_Work to be completed_
Begin with the line containing "Question. Identify every instance of the open" and end with the last line of the data below; return those lines exactly, and only those.

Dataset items
=======

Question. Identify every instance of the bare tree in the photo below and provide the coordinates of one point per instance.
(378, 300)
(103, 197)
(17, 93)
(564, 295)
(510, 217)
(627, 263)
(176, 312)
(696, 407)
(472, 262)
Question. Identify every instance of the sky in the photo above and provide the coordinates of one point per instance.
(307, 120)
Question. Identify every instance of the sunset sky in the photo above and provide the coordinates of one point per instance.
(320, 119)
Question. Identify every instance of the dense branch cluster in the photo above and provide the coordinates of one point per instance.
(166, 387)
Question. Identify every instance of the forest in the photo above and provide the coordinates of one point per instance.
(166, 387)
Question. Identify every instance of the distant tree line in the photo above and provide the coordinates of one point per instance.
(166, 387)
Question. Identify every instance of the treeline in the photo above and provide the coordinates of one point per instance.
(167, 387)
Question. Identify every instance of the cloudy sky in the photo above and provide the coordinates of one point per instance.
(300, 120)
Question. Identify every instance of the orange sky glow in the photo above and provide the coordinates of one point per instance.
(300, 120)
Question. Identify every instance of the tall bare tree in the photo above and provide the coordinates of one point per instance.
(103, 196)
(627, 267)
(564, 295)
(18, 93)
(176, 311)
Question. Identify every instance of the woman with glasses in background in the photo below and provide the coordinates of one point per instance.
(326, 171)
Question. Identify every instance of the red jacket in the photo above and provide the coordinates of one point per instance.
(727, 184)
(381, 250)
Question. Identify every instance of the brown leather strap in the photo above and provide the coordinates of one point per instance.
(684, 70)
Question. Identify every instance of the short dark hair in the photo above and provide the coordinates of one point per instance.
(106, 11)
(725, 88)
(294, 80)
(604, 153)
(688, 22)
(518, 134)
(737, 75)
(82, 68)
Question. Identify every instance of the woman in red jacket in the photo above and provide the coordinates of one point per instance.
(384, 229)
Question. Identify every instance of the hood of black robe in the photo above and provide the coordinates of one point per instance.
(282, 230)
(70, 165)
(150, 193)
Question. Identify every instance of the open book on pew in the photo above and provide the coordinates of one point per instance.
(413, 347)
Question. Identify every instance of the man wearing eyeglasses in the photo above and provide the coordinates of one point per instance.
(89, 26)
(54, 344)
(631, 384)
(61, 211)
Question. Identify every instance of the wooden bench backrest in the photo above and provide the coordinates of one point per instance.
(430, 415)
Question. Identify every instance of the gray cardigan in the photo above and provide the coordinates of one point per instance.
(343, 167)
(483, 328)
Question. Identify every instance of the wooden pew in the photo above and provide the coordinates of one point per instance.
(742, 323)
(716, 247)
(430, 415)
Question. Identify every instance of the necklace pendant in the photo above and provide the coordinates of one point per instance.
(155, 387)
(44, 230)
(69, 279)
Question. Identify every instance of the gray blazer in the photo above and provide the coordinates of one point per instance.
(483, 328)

=======

_Exercise result_
Question. Identify every instance of the open book on pew in the photo above and provide the coordinates of one point per instance.
(413, 347)
Question. Identify every instance of the man wearing eyeglasses in the photo above and provide the coordinates of one point per instance.
(89, 26)
(54, 344)
(631, 384)
(61, 211)
Question. Identify every instance of the wooden bench backrest in the photo above and provide the coordinates of one point per instance.
(430, 415)
Question. Identify every instance of the gray cardigan in the photo above and provide the coordinates of one point per instance.
(343, 167)
(483, 328)
Question. Identify every instance of the wooden pew in the photo above and provide the coordinates of one point per instance.
(742, 323)
(716, 247)
(430, 415)
Question. Identify every instance of the necklace pendant in the photo above and provide the coordinates of one point per instance.
(155, 387)
(44, 230)
(69, 279)
Question. Identify every instance of the gray blazer in the photo above and provide the coordinates of one point per instance.
(483, 328)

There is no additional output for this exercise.